[Stored data entries]
========

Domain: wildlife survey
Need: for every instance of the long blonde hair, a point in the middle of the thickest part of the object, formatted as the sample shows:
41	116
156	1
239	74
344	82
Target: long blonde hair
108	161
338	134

========

* To do:
Every entry should be output again exactly as written.

* Task output:
Domain: wildlife survey
Need: for every instance of the long blonde hair, a point in the middle of the thickest part of the object, formatted as the sample shows:
41	116
156	1
239	74
344	82
Target: long blonde hair
108	161
338	134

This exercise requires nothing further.